- [PROBLEM TO WORK ON] Your response should be the lines from the one containing "TARGET = patio" through the end of the material, copied exactly and with nothing added.

- [EXTRACTED DATA]
########################################

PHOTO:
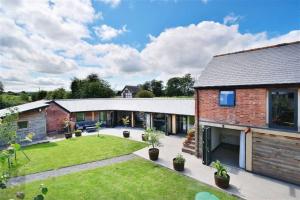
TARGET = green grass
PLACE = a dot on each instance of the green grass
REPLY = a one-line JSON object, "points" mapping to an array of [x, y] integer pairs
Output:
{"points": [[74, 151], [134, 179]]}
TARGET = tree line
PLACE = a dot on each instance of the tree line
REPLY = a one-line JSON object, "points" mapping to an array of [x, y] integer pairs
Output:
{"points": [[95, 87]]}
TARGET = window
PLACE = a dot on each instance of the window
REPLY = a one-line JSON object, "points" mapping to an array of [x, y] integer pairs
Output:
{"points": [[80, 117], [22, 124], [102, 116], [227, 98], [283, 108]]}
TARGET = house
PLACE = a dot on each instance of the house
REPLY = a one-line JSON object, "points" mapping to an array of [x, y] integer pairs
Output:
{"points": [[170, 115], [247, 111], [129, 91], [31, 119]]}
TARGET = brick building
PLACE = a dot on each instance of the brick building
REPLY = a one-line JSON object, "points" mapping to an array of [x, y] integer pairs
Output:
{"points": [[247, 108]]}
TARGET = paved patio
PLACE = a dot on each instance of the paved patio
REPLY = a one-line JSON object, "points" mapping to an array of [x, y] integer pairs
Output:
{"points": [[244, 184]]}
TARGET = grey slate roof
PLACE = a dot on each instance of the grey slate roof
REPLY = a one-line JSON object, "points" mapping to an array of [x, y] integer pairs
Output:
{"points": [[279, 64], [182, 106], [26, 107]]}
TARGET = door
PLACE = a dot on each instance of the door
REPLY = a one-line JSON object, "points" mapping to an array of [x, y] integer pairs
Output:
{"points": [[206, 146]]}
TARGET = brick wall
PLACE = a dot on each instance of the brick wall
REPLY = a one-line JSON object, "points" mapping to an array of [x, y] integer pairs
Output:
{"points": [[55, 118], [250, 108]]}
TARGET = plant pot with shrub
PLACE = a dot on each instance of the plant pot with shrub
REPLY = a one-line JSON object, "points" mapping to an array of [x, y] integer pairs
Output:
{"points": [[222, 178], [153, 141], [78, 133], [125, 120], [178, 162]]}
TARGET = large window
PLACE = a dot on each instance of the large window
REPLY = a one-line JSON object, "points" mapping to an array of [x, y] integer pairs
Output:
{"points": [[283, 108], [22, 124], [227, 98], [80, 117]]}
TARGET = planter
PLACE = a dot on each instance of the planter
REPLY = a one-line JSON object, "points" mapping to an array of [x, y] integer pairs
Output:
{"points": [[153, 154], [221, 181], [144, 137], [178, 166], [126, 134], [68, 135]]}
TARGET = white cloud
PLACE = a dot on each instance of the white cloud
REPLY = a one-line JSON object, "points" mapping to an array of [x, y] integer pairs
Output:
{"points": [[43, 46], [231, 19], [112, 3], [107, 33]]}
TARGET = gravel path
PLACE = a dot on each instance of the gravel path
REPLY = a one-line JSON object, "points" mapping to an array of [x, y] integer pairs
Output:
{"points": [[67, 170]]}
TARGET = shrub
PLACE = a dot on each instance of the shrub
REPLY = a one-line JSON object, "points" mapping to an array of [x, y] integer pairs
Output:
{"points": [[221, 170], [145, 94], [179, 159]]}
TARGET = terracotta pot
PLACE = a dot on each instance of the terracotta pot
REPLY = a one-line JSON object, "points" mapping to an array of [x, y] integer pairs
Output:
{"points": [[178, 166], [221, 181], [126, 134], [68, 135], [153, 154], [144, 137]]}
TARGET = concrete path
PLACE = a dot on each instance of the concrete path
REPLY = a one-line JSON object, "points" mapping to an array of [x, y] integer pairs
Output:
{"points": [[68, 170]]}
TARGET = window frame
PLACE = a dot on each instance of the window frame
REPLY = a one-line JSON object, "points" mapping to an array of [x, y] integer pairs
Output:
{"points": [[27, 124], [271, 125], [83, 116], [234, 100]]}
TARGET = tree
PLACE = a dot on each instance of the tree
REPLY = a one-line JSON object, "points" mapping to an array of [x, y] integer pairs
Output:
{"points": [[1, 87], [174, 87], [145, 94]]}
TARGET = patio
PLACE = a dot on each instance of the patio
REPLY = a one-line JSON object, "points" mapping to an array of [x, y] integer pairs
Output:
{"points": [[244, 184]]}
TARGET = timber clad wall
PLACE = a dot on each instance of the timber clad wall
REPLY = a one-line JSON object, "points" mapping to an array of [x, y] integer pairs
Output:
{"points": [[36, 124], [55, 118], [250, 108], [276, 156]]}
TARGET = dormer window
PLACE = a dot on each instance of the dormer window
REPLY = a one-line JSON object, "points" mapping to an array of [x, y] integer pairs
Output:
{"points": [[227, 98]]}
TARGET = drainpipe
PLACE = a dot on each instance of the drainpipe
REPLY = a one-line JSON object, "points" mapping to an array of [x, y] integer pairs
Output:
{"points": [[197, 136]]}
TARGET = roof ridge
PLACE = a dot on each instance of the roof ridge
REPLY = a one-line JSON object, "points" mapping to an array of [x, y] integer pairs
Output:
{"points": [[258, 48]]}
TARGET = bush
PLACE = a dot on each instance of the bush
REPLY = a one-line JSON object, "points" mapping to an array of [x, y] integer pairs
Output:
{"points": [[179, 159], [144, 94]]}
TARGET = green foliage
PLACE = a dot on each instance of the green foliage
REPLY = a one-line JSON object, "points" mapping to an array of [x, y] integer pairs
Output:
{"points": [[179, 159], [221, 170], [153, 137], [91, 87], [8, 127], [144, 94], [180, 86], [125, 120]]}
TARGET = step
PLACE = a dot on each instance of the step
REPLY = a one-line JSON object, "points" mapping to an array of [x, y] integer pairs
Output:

########################################

- [SOLUTION TO THIS EXERCISE]
TARGET = patio
PLACE = a dot on each instance of the patio
REPLY = a one-line JSON object, "points" mapping to an array of [x, y] integer pairs
Output:
{"points": [[244, 184]]}
TARGET = timber clad wall
PLACE = a dot on each instance of the timber clad wall
REPLY = a one-line JSON object, "points" mapping to an array of [x, y] integer pairs
Output:
{"points": [[36, 124], [55, 118], [250, 108], [276, 156]]}
TARGET = dormer window
PLACE = a dot on each instance of the dormer window
REPLY = a one-line JSON object, "points" mapping to an array of [x, y] integer pairs
Output:
{"points": [[227, 98]]}
TARGET = drainpipe
PLACE = a dot on each instance of the drainpipe
REPLY = a one-line JSON object, "points" mapping to an array of [x, y] integer pairs
Output:
{"points": [[197, 136]]}
TARGET = roof ridge
PLACE = a dot on each instance of the roof ridge
REPLY = a one-line JSON object, "points" mapping to an array of [x, y] integer pairs
Output:
{"points": [[258, 48]]}
TARGET = bush
PLACE = a dot on each instance of the bush
REPLY = a one-line JSON object, "points" mapping to an array of [x, y] integer pairs
Output:
{"points": [[179, 159], [144, 94]]}
TARGET = green foliage
PLACE = a dot on each instance of the green foliage
REPLY = a one-line JSON object, "points" mapping to an array of [x, y] integer pairs
Output:
{"points": [[179, 159], [221, 170], [153, 137], [91, 87], [8, 127], [144, 94], [180, 86], [125, 120]]}
TARGET = step
PLACE = a dot on each instance of the step
REPLY = a one-line JSON object, "points" mapping to an array of [x, y] integer pairs
Output:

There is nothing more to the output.